What is needed> Every record shown below is to be output exactly.

Referring expression data
BEGIN

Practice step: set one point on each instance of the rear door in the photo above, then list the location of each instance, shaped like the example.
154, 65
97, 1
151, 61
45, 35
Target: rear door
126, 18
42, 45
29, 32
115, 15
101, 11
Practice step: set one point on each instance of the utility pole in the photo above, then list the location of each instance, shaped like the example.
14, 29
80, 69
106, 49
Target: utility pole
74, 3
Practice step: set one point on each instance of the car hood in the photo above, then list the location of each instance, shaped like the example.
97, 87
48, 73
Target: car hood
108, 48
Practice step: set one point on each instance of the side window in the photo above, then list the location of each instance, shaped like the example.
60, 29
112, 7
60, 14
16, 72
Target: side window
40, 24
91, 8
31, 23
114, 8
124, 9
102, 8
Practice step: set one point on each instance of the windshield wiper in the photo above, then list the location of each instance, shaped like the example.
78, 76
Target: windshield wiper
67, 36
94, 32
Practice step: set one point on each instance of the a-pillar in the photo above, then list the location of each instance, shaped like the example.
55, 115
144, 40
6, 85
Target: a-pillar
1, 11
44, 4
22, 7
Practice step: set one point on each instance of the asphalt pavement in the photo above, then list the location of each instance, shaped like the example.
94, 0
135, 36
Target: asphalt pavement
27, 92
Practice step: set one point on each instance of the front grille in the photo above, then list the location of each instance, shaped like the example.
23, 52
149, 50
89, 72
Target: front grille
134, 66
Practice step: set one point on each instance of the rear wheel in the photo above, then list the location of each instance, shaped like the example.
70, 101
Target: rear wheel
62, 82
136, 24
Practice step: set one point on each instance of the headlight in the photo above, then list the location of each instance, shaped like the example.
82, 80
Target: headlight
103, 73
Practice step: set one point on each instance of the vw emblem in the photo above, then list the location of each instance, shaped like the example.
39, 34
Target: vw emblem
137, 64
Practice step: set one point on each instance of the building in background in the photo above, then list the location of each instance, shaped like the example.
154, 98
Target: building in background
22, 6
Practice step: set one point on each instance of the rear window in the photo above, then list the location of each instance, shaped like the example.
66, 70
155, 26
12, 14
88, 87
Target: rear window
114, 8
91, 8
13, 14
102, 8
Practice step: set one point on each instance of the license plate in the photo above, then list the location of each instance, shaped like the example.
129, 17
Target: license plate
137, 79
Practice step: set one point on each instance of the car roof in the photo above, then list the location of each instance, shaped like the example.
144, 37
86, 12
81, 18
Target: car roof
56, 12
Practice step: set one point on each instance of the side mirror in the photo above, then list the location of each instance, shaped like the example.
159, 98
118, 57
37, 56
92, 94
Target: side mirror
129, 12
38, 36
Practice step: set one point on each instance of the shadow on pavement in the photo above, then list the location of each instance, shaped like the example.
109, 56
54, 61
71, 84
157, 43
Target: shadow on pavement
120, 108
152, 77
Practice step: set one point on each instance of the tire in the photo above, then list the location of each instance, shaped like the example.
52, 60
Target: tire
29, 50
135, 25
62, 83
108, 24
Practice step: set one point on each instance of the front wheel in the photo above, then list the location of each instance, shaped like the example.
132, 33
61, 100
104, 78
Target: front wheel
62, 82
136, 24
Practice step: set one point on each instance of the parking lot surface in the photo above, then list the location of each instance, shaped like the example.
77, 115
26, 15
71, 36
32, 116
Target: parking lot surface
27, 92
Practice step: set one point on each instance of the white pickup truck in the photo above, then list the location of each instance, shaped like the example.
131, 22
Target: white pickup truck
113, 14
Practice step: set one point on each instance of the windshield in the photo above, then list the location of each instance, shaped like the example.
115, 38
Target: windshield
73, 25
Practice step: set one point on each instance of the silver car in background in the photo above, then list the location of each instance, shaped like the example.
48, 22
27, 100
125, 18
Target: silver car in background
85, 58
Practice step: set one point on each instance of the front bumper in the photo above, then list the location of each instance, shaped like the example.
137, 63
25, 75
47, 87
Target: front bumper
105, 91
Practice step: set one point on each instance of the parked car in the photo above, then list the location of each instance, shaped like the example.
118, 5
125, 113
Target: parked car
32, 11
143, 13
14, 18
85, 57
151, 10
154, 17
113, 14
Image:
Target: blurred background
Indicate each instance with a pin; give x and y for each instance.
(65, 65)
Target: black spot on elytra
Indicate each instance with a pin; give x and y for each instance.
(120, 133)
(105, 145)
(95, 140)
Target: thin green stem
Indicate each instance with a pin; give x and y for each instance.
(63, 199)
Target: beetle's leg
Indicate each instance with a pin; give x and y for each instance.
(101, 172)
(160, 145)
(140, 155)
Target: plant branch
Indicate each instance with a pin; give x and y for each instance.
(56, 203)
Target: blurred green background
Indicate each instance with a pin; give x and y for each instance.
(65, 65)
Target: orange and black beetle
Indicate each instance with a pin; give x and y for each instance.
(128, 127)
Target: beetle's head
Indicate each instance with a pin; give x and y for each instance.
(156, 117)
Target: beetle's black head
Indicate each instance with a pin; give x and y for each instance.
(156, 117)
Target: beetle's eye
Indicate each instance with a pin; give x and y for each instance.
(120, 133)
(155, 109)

END

Response>
Practice step: set one point on each instance of the rear door in the photo above, then list the location of each instance, shaped like the example.
154, 65
97, 1
151, 61
45, 35
Target: rear door
126, 18
42, 45
29, 32
115, 15
101, 11
Practice step: set one point on each instance of the utility pole in the photo above, then list the location of each instance, shaped like the example.
14, 29
80, 69
106, 49
Target: utility pole
74, 3
Practice step: set one point on each instance of the car hood in the photo above, then list the location of each instance, shaped like the example.
97, 87
48, 73
Target: car hood
108, 48
Practice step: set one point on each instance of the side window in the photo above, then list the location of each instance, shaped like the example.
60, 29
112, 7
60, 14
16, 72
Target: side window
40, 24
91, 8
31, 23
114, 8
124, 9
102, 8
Practice step: set one point on each instance of the windshield wiper in the photo above, then list the location of each instance, shaped like the example.
78, 76
Target: windshield wiper
67, 36
94, 32
Practice step: set one point on each instance of the a-pillar in the photo above, then list the location of each instance, shaped like the example.
55, 115
144, 40
6, 85
Target: a-pillar
1, 11
44, 4
22, 7
Practice step: set one point on each instance of the asphalt pavement in the photo above, then list the location of each instance, shaped like the example.
94, 0
135, 36
Target: asphalt pavement
27, 92
Practice step: set one point on each instance of the front grille in the photo above, then list the location of each instance, shaped like the example.
23, 52
149, 50
89, 72
Target: front grille
134, 66
Practice step: set one point on each instance of the rear wheel in the photo above, then list the location of each instance, shaped like the example.
70, 101
Target: rear wheel
62, 82
136, 24
Practice step: set one point on each instance of the headlight in the photo above, then list the location of each instance, shaped like the example.
82, 80
Target: headlight
103, 73
Practice step: set one point on each instance of the vw emblem in the photo above, then list the location of each instance, shaped like the example.
39, 34
Target: vw emblem
137, 64
Practice step: set one point on each instance of the building in background in the photo above, then list the location of each instance, shaped like the example.
154, 98
Target: building in background
22, 6
Practice step: set one point on each instance of the rear window in the photo above, then list the location of each instance, shaped like the example.
66, 70
155, 26
12, 14
88, 87
Target: rear window
114, 8
91, 8
13, 14
102, 8
Practice step: set one point on each instance of the license plate in the photo above, then list the location of each instance, shaped like the example.
129, 17
Target: license plate
137, 79
Practice step: set one point on each instance of the car roof in the photo above, then list the location of each instance, shaped like the example.
144, 37
86, 12
81, 18
Target: car roof
56, 12
Practice step: set one point on each instance of the side mirror in the photo above, then list the location of each instance, shaped like the example.
159, 98
118, 57
37, 56
92, 94
Target: side mirror
129, 12
38, 36
Practice step: set one point on each instance of the shadow on pavement in the photo above, then list the location of each instance, shaped like the example.
109, 56
54, 61
71, 84
157, 43
Target: shadow on pavement
120, 108
152, 77
Practice step: set one point on each instance of the tire in the photo above, then list the location of each instance, shaped like the example.
52, 60
Target: tire
29, 50
135, 25
62, 83
108, 24
Practice step: set one point on each instance of the front wheel in the photo above, then list the location of each instance, shaped like the example.
132, 33
61, 100
104, 78
Target: front wheel
62, 82
136, 24
Practice step: set one point on each instance of the parking lot surface in the photo above, then list the location of each instance, shaped like the example.
77, 115
26, 15
71, 36
32, 116
Target: parking lot surface
27, 92
Practice step: set one point on each instance of the white pickup truck in the photo above, then list the location of each instance, shaped like the example.
131, 22
Target: white pickup truck
113, 14
Practice step: set one point on each instance of the windshield in the photo above, then list the location of each instance, shaped like the example.
115, 38
Target: windshield
73, 25
Practice step: set one point on each instance of the silver car in background in the photo above, then list the location of each instance, shaped like the example.
48, 22
27, 100
125, 18
Target: silver car in background
85, 58
Practice step: set one point on each instance of the front bumper in the photo above, then list the location of each instance, shaped like the example.
137, 63
25, 75
47, 87
Target: front bumper
105, 91
Practice step: set one point on each instance of the parked car in the photo above, then list the location of each instance, shaped like the example.
118, 5
125, 113
Target: parked car
32, 11
143, 13
14, 18
85, 57
151, 10
154, 17
113, 14
Image:
Target: blurred background
Indicate each instance with a pin; give x and y for each instance.
(65, 65)
Target: black spot on elytra
Indicate each instance with a pin; give x and y for each instance.
(120, 133)
(105, 145)
(95, 140)
Target: thin green stem
Indicate each instance with a pin; give x and y for each instance.
(63, 199)
Target: beetle's leg
Indicate each instance with a pin; give x and y for each instance.
(101, 172)
(160, 145)
(140, 155)
Target: plant branch
Indicate each instance with a pin; give x and y for each instance.
(56, 203)
Target: blurred green background
Indicate each instance with a pin; give x and y for each instance.
(65, 65)
Target: orange and black beetle
Indicate each instance with a pin; give x and y for each instance.
(128, 127)
Target: beetle's head
Indicate each instance with a pin; give x and y for each instance.
(156, 117)
Target: beetle's black head
Indicate each instance with a pin; give x and y for each instance.
(156, 117)
Target: beetle's eye
Indicate each instance with a pin; give x and y for each instance.
(120, 133)
(155, 109)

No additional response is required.